--- START ---
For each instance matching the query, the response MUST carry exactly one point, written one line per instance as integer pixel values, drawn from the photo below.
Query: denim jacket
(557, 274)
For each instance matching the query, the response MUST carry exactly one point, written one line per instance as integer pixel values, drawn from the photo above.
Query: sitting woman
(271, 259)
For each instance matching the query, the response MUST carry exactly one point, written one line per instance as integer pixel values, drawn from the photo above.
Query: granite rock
--- END ---
* _Exercise aim_
Reply with exactly the lines above from the one that contains "Query: sitting woman" through the final line of the material, and with nothing else.

* _Completed task_
Query: sitting woman
(271, 259)
For each instance matching the query, the response MUST carry exactly one point, written one line per instance as integer pixel values, drawn from the photo above.
Query: granite rock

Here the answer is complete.